Take the line containing "Give the mask of the washer knob." as the first and the last line of the records below as the end, and please set down only what lies between them exactly, both ends included.

[Stored records]

----

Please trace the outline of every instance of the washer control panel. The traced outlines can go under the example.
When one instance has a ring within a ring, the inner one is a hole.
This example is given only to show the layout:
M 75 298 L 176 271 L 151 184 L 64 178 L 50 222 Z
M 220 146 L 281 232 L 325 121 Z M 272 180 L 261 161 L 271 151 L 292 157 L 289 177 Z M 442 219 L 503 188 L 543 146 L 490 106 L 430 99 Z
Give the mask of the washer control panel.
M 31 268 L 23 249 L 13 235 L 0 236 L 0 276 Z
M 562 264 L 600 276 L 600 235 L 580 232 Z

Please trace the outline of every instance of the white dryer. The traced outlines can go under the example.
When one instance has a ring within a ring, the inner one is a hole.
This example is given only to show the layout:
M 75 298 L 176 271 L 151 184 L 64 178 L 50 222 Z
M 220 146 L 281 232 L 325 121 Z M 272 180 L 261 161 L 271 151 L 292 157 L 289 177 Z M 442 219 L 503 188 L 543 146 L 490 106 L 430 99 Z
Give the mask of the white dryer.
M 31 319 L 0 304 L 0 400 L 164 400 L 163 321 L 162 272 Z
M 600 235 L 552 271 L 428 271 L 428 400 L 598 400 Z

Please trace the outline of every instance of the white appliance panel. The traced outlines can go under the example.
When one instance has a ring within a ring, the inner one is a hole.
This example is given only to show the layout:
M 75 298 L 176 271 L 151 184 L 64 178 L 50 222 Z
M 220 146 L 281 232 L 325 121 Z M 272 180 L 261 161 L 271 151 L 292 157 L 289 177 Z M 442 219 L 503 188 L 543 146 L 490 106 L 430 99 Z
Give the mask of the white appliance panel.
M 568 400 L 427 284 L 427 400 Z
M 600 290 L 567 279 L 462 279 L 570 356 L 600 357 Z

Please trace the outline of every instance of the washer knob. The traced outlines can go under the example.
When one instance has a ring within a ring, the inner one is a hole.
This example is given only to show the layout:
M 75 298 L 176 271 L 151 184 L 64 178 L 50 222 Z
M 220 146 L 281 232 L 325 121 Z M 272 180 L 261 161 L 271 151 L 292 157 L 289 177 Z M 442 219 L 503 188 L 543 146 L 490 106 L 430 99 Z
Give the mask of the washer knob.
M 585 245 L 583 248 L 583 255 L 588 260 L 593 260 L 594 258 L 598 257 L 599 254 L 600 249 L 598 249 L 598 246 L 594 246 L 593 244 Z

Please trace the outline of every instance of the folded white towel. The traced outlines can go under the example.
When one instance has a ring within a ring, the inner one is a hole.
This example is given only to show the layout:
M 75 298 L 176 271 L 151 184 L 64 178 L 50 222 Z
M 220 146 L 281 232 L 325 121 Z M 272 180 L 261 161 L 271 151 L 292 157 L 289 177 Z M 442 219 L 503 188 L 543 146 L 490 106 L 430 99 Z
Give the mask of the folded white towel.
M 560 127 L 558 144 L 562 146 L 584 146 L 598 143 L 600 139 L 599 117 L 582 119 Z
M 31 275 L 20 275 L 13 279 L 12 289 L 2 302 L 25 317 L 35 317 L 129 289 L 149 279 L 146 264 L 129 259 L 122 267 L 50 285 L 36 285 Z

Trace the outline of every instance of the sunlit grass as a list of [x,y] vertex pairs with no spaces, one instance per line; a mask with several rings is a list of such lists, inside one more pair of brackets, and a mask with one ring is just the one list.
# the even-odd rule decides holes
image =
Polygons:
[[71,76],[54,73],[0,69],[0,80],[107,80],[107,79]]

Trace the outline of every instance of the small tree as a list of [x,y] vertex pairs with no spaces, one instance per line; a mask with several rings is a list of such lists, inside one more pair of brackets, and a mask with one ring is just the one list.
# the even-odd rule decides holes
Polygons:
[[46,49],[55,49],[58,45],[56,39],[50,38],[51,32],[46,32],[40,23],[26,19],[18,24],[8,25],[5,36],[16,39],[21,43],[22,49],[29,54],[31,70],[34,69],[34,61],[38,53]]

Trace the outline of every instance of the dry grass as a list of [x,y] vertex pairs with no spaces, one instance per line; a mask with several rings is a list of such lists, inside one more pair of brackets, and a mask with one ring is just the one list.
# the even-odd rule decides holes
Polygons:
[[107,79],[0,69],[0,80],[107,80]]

----

- **Result of this task**:
Give the mask of the washer knob.
M 585 245 L 583 248 L 583 255 L 588 260 L 593 260 L 594 258 L 598 257 L 599 254 L 600 249 L 598 249 L 598 246 L 594 246 L 593 244 Z

Please trace the outline of every instance of the folded white towel. The traced outlines can go under the example.
When one instance has a ring within a ring, the inner one is a hole.
This example is given only to show the layout:
M 75 298 L 176 271 L 151 184 L 64 178 L 50 222 Z
M 220 146 L 281 232 L 325 121 Z M 272 180 L 261 161 L 271 151 L 292 157 L 289 177 Z M 442 219 L 503 188 L 543 146 L 490 106 L 430 99 Z
Give the mask of the folded white towel.
M 560 127 L 558 144 L 562 146 L 584 146 L 598 143 L 600 139 L 599 117 L 582 119 Z
M 31 275 L 20 275 L 13 279 L 12 289 L 2 302 L 25 317 L 35 317 L 129 289 L 149 279 L 146 264 L 129 259 L 122 267 L 50 285 L 36 285 Z

Trace the outline of every instance of the sunlit grass as a list of [x,y] vertex pairs with no spaces, one instance per line; a mask with several rings is a list of such lists, inside one more pair of brackets, and a mask with one ring is just the one list.
# the even-odd rule decides holes
image =
Polygons:
[[71,76],[54,73],[0,69],[0,80],[107,80],[107,79]]

Trace the outline of every instance of the small tree as a list of [x,y] vertex pairs with no spaces, one instance per line; a mask with several rings is a list of such lists, inside one more pair of brackets, and a mask with one ring is just the one list.
# the even-odd rule decides holes
Polygons:
[[46,49],[55,49],[58,45],[56,39],[50,38],[51,32],[46,32],[40,23],[26,19],[18,24],[8,25],[5,36],[16,39],[21,43],[22,49],[29,54],[31,70],[34,69],[34,61],[38,53]]

Trace the outline of every instance of the dry grass as a list of [x,y] vertex pairs with no spaces, one instance per line; a mask with several rings is a list of such lists, inside one more pair of brackets, and a mask with one ring is just the one list.
# the even-odd rule decides holes
Polygons:
[[107,79],[0,69],[0,80],[107,80]]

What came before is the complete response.